**WHAT YOU WILL DO**:
Rewrite all of the records below, putting "Locate" wherever "Identify" appears and keeping everything else the same. Leave the pictures out.

**THE INPUT**:
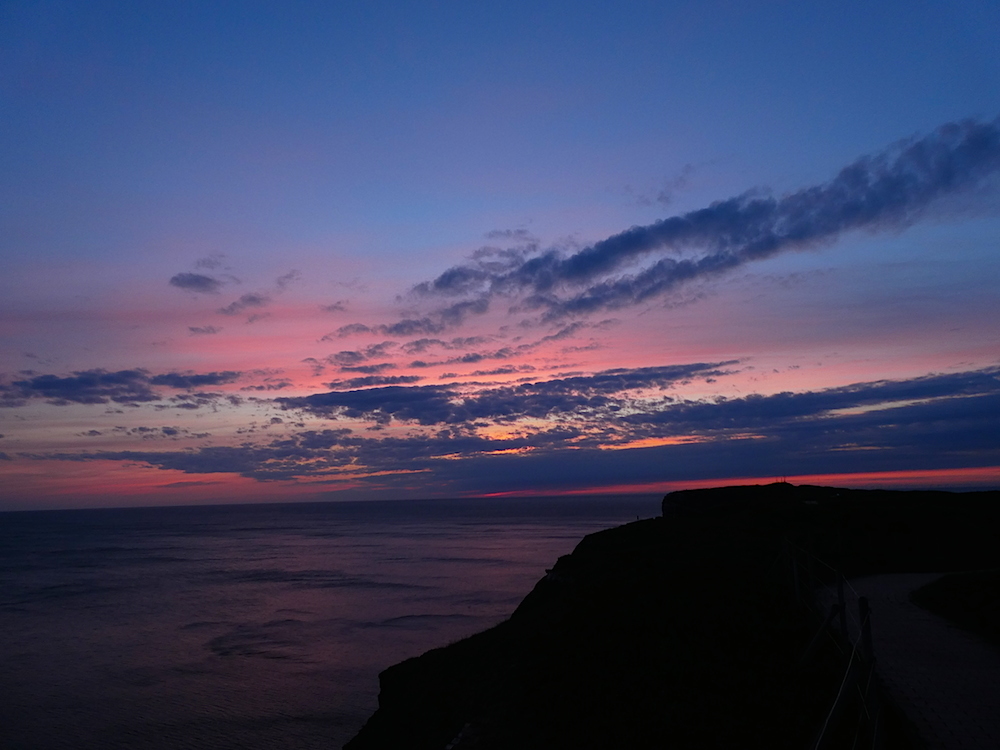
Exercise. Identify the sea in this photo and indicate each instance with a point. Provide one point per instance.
(253, 626)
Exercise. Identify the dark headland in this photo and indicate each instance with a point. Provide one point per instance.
(689, 630)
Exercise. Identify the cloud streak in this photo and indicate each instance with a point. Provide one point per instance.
(889, 190)
(102, 387)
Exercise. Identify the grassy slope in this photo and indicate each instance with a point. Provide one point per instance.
(680, 631)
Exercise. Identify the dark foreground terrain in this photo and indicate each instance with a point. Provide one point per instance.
(680, 631)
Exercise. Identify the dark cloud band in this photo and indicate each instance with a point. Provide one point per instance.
(887, 190)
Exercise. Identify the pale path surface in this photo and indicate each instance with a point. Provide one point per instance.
(944, 679)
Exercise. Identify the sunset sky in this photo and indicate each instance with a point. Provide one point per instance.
(308, 250)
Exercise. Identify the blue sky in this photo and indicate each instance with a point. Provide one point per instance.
(318, 163)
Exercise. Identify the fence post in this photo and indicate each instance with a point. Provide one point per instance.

**FULL SOLUTION**:
Exercise. Locate the sea in this photo and indicate each instance with a point. Provide one point per instance.
(253, 626)
Exercise. Locate the dark headland in this photo and indicate each instance with a point. Provide one point per instance.
(689, 630)
Exercise. Locate the cloud streak in this photo and indicate each instance with a point. Provide one point per instance.
(889, 190)
(102, 387)
Exercise. Locate the grassy slope in this photo and indicate each instance with a point. Provide one point per instance.
(680, 631)
Exercise. Locate the dark foreground terrain in this photo and indicate each instance with a point. Provide one point per instance.
(680, 631)
Exercise. Locate the dark cloud band in this photo and indicate each instance with a point. Provide one point per instance.
(887, 190)
Exercise. Locate the pale path surface in this photo and indicate each instance with a point. Provide one point per instance.
(944, 679)
Exercise. Locate the sunset sky in this photo and indicate each instance with a point. Provide one point per instance.
(308, 250)
Exercise. Locate the blue sky in this photo and indicate each instance with a point. Provide one point per instance.
(318, 163)
Exercise. Locate the fence post in this photo and indicate each instance with a point. Provide one point per instance.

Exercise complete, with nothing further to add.